» Task objective: Each entry in the listing below should be restated word for word.

========================================

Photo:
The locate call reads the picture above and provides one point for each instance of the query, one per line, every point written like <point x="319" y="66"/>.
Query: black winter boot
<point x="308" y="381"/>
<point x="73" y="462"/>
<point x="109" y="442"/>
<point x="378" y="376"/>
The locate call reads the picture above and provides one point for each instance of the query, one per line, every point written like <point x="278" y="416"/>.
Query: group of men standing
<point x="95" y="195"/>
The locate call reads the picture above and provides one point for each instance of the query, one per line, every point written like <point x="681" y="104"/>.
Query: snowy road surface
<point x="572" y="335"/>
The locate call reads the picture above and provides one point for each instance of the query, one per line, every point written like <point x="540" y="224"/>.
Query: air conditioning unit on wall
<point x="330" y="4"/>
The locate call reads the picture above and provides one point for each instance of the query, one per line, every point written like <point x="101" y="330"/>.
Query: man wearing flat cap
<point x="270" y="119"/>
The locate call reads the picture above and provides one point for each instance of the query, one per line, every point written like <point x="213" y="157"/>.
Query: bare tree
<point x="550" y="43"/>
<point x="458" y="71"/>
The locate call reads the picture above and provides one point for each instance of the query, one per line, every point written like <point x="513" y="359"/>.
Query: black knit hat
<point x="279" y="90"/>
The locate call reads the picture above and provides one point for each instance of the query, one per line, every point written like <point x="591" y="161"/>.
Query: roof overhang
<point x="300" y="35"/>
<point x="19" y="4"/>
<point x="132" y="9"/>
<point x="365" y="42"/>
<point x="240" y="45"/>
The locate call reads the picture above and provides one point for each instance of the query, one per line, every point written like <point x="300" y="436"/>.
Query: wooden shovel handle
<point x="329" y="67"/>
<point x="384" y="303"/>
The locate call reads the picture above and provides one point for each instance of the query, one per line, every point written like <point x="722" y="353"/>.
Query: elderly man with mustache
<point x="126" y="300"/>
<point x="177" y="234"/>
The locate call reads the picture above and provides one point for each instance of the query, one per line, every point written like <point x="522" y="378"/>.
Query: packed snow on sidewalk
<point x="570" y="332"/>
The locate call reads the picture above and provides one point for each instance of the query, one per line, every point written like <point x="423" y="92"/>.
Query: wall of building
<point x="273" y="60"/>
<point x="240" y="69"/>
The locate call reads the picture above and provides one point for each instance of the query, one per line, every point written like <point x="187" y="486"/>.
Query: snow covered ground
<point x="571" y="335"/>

========================================

» Output of the task:
Photo:
The locate call reads the picture above and provides one point for each instance of the query, one per line, every point written like <point x="319" y="66"/>.
Query: black winter boot
<point x="308" y="381"/>
<point x="73" y="462"/>
<point x="109" y="442"/>
<point x="378" y="376"/>
The locate call reads the picture above and provides one point for each instance of the query, one per line, every point written like <point x="278" y="416"/>.
Query: group of men standing
<point x="95" y="195"/>
The locate call reads the picture above and provides one point for each instance of the query, one per line, every point written like <point x="681" y="104"/>.
Query: snowy road surface
<point x="572" y="335"/>
The locate call reads the picture above and provides one point for each instance of the query, one per line, every point written like <point x="540" y="224"/>.
Query: air conditioning unit on wall
<point x="330" y="4"/>
The locate call reads the picture above and provides one point for each instance of the query, one per line, every point written like <point x="101" y="330"/>.
Query: man wearing flat cap
<point x="270" y="119"/>
The locate call reads the picture above and provides one point for each instance of the query, one per line, every point written like <point x="213" y="157"/>.
Query: bare tree
<point x="550" y="43"/>
<point x="458" y="71"/>
The locate call reads the picture above and provides one point for each instance of the query, one per line, every point written like <point x="513" y="359"/>.
Query: black knit hat
<point x="279" y="90"/>
The locate call reads the picture above and provides one point for each instance of the query, one per line, every point written like <point x="591" y="161"/>.
Query: roof overhang
<point x="300" y="35"/>
<point x="19" y="4"/>
<point x="132" y="9"/>
<point x="365" y="42"/>
<point x="240" y="45"/>
The locate call reads the picture above and provides one point for each instance of the query, one per line, every point written like <point x="300" y="436"/>.
Query: wooden shovel handle
<point x="329" y="67"/>
<point x="384" y="303"/>
The locate call reads the picture above and provides one point for each instance of the query, one per line, every point written like <point x="722" y="353"/>.
Query: elderly man with mustache
<point x="126" y="300"/>
<point x="177" y="234"/>
The locate call reads the picture above and provides one point for each instance of the query, one per line, every point written like <point x="522" y="378"/>.
Query: packed snow on sidewalk
<point x="570" y="332"/>
The locate call reads the picture above and provides one point for each instance of the query, one per line, every point written like <point x="423" y="92"/>.
Query: wall of building
<point x="273" y="60"/>
<point x="240" y="69"/>
The locate call reads the picture above and provides one point for each instance of the query, one per line, every point written like <point x="187" y="486"/>.
Query: snow covered ground
<point x="571" y="335"/>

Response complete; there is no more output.